Reading passage:
---------------

A sequel to the classic Time and Again (1970) that, like many reprises of a once-good idea, fails to live up to the original. The novel continues the adventures of 30ish Si Morley, who while working for the Project, a secret US government research program investigating the possibility of time travel, abandoned his mission to live in the 1880s with the woman who is now his wife, Julia. Although quite at home in 19th-century New York City, Si decides to visit the present once more. Appropriately prepared- -plenty of gold coins for changing into dollars—he sits on a bench on the Brooklyn Bridge and, by visualizing the time he wants to move into, finds himself back in today's Manhattan. Within a few hours Ruben Prien, a historian and old Project hand who believes that events in the past can be changed to affect the present, has located Si and arranged a meeting. Funding has dried up for the Project (which still exists despite Si's attempts to destroy it), but interest in parallel time continues, says Ruben; in fact, he has an assignment all lined up for Si: to prevent the outbreak of World War I, without which the 20th century could be "the best, the happiest, the human race ever knew." Si travels to 1912 in search of the mysterious Z, a man commissioned by Theodore Roosevelt and William Howard Taft (though political rivals, both wanted peace) to sail to England with messages that will prevent the conflict. Si's leisurely hunt for Z often seems more a tour of vaudeville shows and New York landmarks—though a voyage on the Titanic is also necessary—than an urgent quest to save the world. The past turns out to be more obdurate than expected, and Si is left making plans for the great blizzard of 1888. Numerous old photographs and historical factoids pad the book. Zestless.

---------------

Given information:
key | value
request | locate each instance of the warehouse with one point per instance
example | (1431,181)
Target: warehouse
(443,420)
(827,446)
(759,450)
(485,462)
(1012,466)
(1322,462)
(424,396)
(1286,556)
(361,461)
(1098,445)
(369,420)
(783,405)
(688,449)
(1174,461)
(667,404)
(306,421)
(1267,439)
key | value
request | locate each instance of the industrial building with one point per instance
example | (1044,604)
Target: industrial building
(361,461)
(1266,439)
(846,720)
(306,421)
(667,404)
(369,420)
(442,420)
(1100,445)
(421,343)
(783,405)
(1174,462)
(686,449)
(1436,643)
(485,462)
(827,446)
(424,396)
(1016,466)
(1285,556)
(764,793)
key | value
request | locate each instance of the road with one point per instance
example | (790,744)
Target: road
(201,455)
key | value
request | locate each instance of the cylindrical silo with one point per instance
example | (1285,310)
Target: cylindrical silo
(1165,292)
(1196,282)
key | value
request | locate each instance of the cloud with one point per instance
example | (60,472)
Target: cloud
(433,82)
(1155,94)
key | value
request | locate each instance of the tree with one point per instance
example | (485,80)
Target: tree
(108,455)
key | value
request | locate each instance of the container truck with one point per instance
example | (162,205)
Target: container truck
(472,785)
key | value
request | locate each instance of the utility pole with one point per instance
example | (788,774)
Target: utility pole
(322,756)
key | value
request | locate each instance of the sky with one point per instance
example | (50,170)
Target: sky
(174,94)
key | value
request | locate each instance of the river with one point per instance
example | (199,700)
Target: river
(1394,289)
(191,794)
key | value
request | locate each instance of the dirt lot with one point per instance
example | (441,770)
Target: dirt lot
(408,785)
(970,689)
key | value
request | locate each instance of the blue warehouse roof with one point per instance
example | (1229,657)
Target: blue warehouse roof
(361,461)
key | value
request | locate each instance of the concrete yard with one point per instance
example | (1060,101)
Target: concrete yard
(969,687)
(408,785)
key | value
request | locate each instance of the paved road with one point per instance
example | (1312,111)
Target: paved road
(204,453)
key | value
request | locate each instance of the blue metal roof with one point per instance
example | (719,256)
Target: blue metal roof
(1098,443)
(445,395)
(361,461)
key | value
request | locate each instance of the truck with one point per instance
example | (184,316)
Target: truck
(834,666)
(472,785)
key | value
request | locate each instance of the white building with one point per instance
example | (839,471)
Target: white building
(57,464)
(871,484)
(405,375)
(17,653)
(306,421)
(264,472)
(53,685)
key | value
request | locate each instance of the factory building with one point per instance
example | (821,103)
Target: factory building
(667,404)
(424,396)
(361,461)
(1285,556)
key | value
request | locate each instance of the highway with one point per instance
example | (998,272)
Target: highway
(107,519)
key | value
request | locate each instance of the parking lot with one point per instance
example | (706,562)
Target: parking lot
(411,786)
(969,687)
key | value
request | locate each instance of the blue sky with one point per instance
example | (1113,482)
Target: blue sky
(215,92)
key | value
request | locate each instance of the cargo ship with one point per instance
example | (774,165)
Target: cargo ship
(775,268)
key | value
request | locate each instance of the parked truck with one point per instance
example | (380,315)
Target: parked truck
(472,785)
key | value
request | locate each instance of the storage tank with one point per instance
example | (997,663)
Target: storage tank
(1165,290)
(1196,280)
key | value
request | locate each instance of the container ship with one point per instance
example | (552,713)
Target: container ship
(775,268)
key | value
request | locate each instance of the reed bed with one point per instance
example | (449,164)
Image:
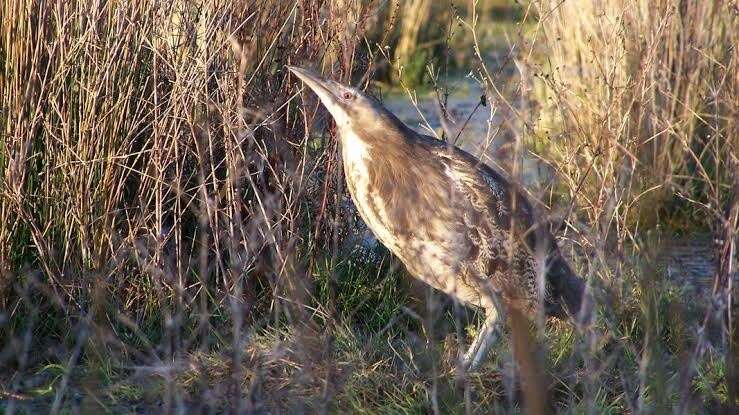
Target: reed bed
(176,236)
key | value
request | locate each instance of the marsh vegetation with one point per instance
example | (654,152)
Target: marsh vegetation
(175,233)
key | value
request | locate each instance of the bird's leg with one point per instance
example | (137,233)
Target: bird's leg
(484,340)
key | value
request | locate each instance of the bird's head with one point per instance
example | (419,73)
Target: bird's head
(351,108)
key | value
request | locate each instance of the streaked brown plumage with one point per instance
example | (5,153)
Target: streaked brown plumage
(453,221)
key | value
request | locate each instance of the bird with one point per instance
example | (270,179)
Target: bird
(453,221)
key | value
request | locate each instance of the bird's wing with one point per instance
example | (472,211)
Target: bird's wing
(486,189)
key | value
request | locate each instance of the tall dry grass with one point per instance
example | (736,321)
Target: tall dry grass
(160,186)
(173,216)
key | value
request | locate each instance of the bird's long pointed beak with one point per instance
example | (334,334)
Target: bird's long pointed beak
(320,86)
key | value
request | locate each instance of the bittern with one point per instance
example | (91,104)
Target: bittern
(454,222)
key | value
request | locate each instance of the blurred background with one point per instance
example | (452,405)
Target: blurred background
(176,234)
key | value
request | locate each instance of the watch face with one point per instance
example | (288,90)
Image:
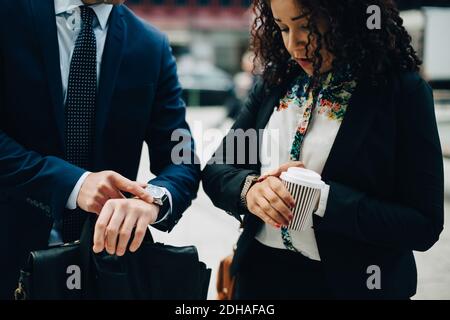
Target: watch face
(156,192)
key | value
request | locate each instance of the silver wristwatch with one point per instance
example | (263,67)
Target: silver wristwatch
(249,182)
(158,194)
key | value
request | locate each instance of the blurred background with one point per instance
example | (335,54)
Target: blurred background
(210,42)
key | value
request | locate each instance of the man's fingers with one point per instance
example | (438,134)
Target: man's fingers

---------------

Requirement:
Translate this sentence from the book review into Spanish: "Although quite at home in 19th-century New York City, Si decides to visit the present once more." The lines above come from a different source than the book review.

Reply:
Aunque se siente muy a gusto en la Nueva York del siglo XIX, Si decide visitar el presente una vez más.